### Action item
The required lines are those that contain "exact"; pull them out of the data and copy them.
*** Opening Records for this task ***
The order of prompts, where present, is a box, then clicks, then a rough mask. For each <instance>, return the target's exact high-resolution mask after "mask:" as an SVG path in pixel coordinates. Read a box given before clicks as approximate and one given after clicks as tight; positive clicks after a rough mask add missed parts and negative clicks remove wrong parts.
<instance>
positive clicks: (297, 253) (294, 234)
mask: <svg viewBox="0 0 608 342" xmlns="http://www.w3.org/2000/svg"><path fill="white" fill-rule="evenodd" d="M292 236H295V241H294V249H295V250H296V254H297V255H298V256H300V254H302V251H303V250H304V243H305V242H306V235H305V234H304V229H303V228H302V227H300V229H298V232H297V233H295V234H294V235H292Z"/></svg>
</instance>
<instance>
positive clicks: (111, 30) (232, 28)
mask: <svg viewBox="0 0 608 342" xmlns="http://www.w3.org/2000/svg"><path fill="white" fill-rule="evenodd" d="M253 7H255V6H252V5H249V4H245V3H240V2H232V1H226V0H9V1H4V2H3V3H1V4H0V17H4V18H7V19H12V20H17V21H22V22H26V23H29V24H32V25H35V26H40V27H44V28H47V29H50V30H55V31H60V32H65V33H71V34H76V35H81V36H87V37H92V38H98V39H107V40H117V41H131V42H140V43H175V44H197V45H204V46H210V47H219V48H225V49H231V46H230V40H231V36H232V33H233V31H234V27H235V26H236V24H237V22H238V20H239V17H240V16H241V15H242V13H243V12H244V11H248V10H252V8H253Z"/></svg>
*** Closing Records for this task ***
*** Opening Records for this task ***
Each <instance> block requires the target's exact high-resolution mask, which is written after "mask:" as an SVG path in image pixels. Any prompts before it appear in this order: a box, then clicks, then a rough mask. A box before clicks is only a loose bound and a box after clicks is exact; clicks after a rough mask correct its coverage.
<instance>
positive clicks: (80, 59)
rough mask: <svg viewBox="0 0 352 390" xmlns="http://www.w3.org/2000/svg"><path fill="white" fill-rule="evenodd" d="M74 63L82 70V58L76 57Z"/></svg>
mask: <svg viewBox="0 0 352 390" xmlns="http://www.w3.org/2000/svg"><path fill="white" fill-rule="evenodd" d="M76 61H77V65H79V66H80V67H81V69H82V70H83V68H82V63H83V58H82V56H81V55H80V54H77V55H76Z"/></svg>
*** Closing Records for this task ***
### Response for this exercise
The order of prompts, where present, is a box, then clicks, then a rough mask. For each <instance>, return the target's exact high-resolution mask after "mask:" as an SVG path in pixel coordinates. Read a box given before clicks as approximate and one given after clicks as tight; positive clicks after a rough mask add missed parts and negative clicks remove wrong parts.
Each <instance> block requires the target's exact high-resolution mask, which is written after "mask:" as an SVG path in image pixels. Any prompts before it appear in this order: a box, then clicks, then a rough mask. A box before clicks is only a loose bound and a box after clicks is exact; clicks after a rough mask correct its coverage.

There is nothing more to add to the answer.